## Start Passage

Testing a Next.js + Expo monorepo: four layers, one CI pipeline

Storyie runs as a pnpm monorepo: a Next.js web app, an Expo mobile app, and a set of shared packages that both consume. The code-sharing is the whole point — we write subscription logic once in @storyie/subscription, ship it to both surfaces, and trust that one test suite covers both. But that arrangement immediately raises the question of where tests live, which environment they run in, and how to wire them all into CI without it becoming a maintenance burden.

This post covers the four-layer structure we settled on, the Jest configuration traps specific to monorepos, how we keep Expo tests manageable, and the Playwright setup that catches production regressions before users do.

TL;DR

• Shared packages run under testEnvironment: "node" with 80% coverage enforced — this is the highest-leverage layer.
• Web tests use ts-jest + jsdom; monorepo package paths are resolved via moduleNameMapper so nothing needs to be pre-built.
• Expo tests use the jest-expo preset; transformIgnorePatterns needs a long allowlist and will need growing over time.
• Mock at boundaries only — native APIs, external services, storage. Run real application code everywhere else.
• E2E splits into production smoke tests (scheduled daily) and functional write tests (PR-gated, with a production safety block).

The key design decision is that each layer gets the right testEnvironment. The shared packages run in Node because they have to be platform-agnostic; the web layer uses jsdom; the mobile layer uses jest-expo's React Native preset. Mixing these up produces either false positives or tests that will never pass.

## End Passage
## Start Records shown

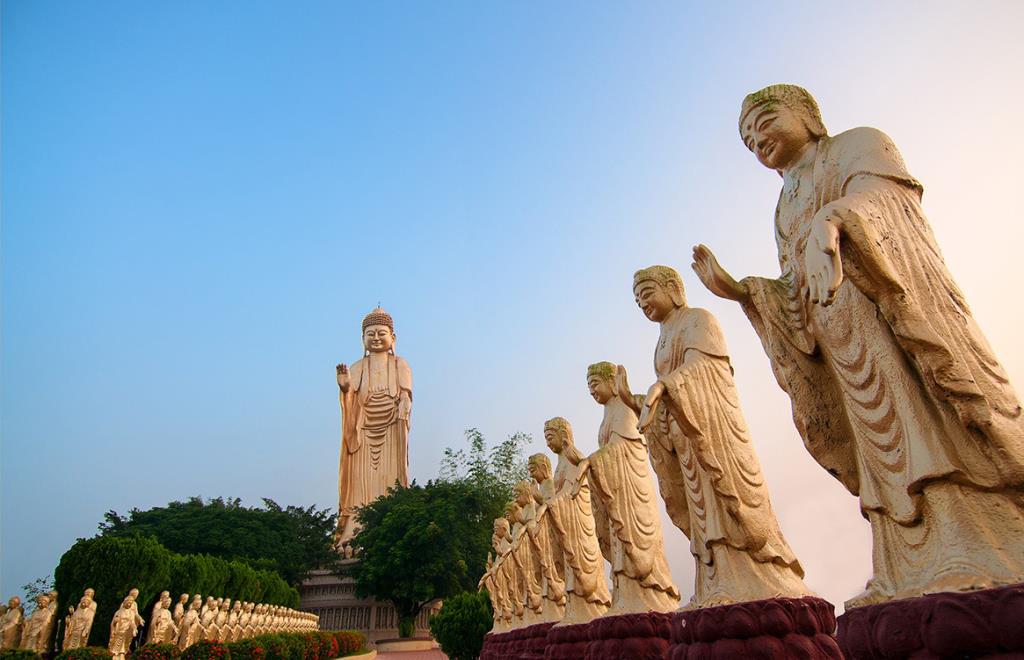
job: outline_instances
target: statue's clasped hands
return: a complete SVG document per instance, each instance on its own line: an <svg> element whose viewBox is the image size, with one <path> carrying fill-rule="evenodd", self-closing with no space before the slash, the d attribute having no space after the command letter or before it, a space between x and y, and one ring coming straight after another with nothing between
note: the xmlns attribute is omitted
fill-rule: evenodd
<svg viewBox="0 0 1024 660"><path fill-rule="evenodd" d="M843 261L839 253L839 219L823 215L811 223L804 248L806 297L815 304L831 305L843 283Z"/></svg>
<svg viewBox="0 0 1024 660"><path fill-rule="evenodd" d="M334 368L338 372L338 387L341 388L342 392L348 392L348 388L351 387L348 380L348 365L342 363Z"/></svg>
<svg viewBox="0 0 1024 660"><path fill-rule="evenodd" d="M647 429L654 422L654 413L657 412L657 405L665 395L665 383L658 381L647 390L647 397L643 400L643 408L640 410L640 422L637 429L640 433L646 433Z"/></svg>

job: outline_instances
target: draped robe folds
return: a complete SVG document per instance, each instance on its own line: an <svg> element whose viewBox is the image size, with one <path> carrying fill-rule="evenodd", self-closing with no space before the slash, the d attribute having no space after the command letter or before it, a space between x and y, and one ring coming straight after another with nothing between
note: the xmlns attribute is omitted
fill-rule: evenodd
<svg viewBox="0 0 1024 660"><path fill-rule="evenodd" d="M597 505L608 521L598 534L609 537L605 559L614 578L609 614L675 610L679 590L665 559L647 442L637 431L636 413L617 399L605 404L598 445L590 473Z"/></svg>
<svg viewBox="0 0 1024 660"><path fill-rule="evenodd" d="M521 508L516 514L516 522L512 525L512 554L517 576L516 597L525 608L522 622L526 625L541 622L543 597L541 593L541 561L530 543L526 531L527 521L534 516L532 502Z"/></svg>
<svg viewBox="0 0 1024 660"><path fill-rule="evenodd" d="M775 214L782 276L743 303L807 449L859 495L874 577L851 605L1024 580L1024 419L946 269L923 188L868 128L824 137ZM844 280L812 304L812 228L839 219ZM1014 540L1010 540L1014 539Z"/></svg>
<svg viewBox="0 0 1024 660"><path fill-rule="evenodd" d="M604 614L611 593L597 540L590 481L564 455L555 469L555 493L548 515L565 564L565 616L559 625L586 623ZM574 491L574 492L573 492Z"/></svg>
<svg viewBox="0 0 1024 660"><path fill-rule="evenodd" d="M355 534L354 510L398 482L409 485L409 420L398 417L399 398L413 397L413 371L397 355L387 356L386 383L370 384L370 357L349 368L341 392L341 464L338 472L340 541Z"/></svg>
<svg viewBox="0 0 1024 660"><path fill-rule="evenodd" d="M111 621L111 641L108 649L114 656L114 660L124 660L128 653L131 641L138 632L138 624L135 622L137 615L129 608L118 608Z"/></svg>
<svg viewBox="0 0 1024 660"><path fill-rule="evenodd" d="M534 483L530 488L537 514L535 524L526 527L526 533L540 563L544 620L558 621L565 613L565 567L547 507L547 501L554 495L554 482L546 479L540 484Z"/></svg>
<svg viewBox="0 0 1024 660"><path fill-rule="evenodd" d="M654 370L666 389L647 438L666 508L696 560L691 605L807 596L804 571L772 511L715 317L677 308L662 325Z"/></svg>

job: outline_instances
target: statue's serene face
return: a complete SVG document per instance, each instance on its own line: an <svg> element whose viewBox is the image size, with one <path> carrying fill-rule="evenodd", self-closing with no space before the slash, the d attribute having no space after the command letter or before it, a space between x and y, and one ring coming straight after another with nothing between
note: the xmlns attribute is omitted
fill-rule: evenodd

## End Records shown

• _Tasks to carry out_:
1. Decide whether each statement agrees with the post on testing a Next.js and Expo monorepo, answering yes or no and quoting the deciding words: (a) Shared packages run their tests in a jsdom environment. (b) Production smoke tests are scheduled to run daily. (c) Web tests require the monorepo packages to be pre-built.
2. Set down the part of the monorepo testing post that begins at the words "Storyie runs as" and stops after "before users do.", copying it word for word.

• _The results_:
1.
(a) No: "Shared packages run under testEnvironment: "node" with 80% coverage enforced"
(b) Yes: "production smoke tests (scheduled daily)"
(c) No: "monorepo package paths are resolved via moduleNameMapper so nothing needs to be pre-built"

2.
Storyie runs as a pnpm monorepo: a Next.js web app, an Expo mobile app, and a set of shared packages that both consume. The code-sharing is the whole point — we write subscription logic once in @storyie/subscription, ship it to both surfaces, and trust that one test suite covers both. But that arrangement immediately raises the question of where tests live, which environment they run in, and how to wire them all into CI without it becoming a maintenance burden.

This post covers the four-layer structure we settled on, the Jest configuration traps specific to monorepos, how we keep Expo tests manageable, and the Playwright setup that catches production regressions before users do.